[begin DATASET RECORDS]

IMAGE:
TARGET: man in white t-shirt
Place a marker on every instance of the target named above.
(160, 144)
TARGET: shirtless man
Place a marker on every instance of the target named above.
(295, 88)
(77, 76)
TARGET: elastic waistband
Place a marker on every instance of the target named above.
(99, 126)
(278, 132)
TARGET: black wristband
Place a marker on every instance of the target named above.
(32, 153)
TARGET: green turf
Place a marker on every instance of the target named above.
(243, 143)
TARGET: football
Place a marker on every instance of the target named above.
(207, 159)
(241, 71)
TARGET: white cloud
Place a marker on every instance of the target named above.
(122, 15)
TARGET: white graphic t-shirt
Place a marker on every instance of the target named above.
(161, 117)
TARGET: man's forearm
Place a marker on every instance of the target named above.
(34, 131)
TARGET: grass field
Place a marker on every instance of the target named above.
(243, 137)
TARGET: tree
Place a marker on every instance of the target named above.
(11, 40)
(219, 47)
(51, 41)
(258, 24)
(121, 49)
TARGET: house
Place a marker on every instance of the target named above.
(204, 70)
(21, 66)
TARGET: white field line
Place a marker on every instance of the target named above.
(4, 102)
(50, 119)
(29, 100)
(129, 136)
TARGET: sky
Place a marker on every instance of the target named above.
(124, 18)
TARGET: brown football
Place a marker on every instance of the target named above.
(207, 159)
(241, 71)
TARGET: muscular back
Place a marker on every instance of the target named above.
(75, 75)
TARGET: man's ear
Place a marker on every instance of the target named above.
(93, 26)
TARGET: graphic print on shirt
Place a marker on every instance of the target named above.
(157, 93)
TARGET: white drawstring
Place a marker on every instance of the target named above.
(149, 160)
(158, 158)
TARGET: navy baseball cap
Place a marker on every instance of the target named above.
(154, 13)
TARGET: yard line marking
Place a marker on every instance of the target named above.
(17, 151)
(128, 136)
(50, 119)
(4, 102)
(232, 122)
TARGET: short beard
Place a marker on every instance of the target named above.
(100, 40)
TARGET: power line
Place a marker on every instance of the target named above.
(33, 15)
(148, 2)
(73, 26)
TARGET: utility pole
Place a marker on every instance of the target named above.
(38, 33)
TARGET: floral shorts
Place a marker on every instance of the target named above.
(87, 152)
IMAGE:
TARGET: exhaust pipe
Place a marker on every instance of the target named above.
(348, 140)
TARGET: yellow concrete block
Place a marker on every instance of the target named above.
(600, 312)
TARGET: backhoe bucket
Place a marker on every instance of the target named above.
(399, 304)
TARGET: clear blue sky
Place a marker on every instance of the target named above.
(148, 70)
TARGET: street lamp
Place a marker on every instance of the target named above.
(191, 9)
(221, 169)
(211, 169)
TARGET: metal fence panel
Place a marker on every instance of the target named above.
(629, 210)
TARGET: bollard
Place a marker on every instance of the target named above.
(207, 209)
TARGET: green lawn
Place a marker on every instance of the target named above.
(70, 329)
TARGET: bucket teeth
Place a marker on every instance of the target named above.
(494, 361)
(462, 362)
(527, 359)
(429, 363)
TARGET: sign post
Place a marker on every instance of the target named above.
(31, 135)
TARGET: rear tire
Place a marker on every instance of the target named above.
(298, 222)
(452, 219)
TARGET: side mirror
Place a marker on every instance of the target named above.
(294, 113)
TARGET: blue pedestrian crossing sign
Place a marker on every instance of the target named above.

[end DATASET RECORDS]

(TASK STATEMENT): Each line from the one with "TARGET: street lamp" through the last line of the records must be written out word for word. Include nothing else.

(ANSWER TO THIS PROBLEM):
TARGET: street lamp
Place a marker on every instance of the target named above.
(191, 9)
(221, 169)
(211, 169)
TARGET: metal fence panel
Place a marker on every instance of the target named above.
(629, 210)
TARGET: bollard
Place a marker on every instance of the target named above.
(207, 209)
TARGET: green lawn
Place a marker on every instance of the target named above.
(70, 329)
TARGET: bucket teeth
Place a marker on every instance of the target named above.
(494, 361)
(462, 362)
(527, 359)
(429, 363)
TARGET: sign post
Place a marker on every instance of the target named above.
(31, 135)
TARGET: rear tire
Place a marker on every instance of the target named above.
(298, 222)
(452, 219)
TARGET: side mirror
Place a marker on every instance of the target named above.
(294, 113)
TARGET: blue pedestrian crossing sign
Place a marker on every instance of the target named above.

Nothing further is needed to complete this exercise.